Adding header to a delimited export

Brian K. White brian at aljex.com
Mon Jan 10 12:03:16 PST 2005


----- Original Message ----- 
From: "Matthew Williams" <matthew.d.williams at gmail.com>
To: <filepro-list at lists.celestial.com>
Sent: Monday, January 10, 2005 1:46 PM
Subject: Re: Adding header to a delimited export


> Still troubled...although I can't believe I didn't think of the
> variable in the first place, I guess I wasn't in developer mindset;
> stuck in networking mindset at the moment...
>
> When I run it I still receive the same output as before, a bunch of
> records the way they're supposed to be but still without the header.
> Am I missing something simple or have a syntax error somewhere?
>
> Here is what i've got:
> 1  -------   -   -   -   -   -   -   -   -   -   -   -   -   -   -   -   -
>       If:
>       Then: export word plant = /upss/ups.txt -r=\n -f=,
> 2  -------   -   -   -   -   -   -   -   -   -   -   -   -   -   -   -   -
>       If:
>       Then: F="Y"

delete line 2 entirely

> 3  -------   -   -   -   -   -   -   -   -   -   -   -   -   -   -   -   -
>       If: F ne "N"
>       Then: plant(1)="CustomerID";plant(2)="Country";plant(3)="Attention"
> 4  -------   -   -   -   -   -   -   -   -   -   -   -   -   -   -   -   -
>       If: F ne "N"
>       Then: plant(4)="Company";plant(5)="Address1";plant(6)="Address2"

| Written task 1 |
Reproduce verbatim the stretch of the message from "----- Original Message" through "syntax error somewhere?".
The records below bear no relation to the message above.

| Task material |

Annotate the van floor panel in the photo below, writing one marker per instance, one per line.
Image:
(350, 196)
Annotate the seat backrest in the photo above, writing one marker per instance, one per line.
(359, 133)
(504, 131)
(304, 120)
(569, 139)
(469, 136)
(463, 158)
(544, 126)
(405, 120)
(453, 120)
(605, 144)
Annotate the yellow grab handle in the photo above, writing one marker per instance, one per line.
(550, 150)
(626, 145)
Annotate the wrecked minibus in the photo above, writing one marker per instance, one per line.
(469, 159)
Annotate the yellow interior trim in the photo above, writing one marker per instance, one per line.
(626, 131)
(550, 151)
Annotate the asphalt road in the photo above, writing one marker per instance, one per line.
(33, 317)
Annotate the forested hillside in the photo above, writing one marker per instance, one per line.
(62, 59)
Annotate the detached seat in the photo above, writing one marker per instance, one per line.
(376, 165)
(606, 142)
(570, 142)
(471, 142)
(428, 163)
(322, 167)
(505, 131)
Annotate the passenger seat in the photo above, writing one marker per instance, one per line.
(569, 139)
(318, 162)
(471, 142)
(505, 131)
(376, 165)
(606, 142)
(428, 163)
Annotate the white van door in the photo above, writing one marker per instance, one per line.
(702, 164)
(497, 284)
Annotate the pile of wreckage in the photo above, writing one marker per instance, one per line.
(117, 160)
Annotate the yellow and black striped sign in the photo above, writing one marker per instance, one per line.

| Written task 2 |
Duplicate, line for line, the stretch of the records from the line containing "Annotate the yellow interior" through the end of the records.

| Written reply 1 |
----- Original Message ----- 
From: "Matthew Williams" <matthew.d.williams at gmail.com>
To: <filepro-list at lists.celestial.com>
Sent: Monday, January 10, 2005 1:46 PM
Subject: Re: Adding header to a delimited export


> Still troubled...although I can't believe I didn't think of the
> variable in the first place, I guess I wasn't in developer mindset;
> stuck in networking mindset at the moment...
>
> When I run it I still receive the same output as before, a bunch of
> records the way they're supposed to be but still without the header.
> Am I missing something simple or have a syntax error somewhere?

| Written reply 2 |
Annotate the yellow interior trim in the photo above, writing one marker per instance, one per line.
(626, 131)
(550, 151)
Annotate the asphalt road in the photo above, writing one marker per instance, one per line.
(33, 317)
Annotate the forested hillside in the photo above, writing one marker per instance, one per line.
(62, 59)
Annotate the detached seat in the photo above, writing one marker per instance, one per line.
(376, 165)
(606, 142)
(570, 142)
(471, 142)
(428, 163)
(322, 167)
(505, 131)
Annotate the passenger seat in the photo above, writing one marker per instance, one per line.
(569, 139)
(318, 162)
(471, 142)
(505, 131)
(376, 165)
(606, 142)
(428, 163)
Annotate the white van door in the photo above, writing one marker per instance, one per line.
(702, 164)
(497, 284)
Annotate the pile of wreckage in the photo above, writing one marker per instance, one per line.
(117, 160)
Annotate the yellow and black striped sign in the photo above, writing one marker per instance, one per line.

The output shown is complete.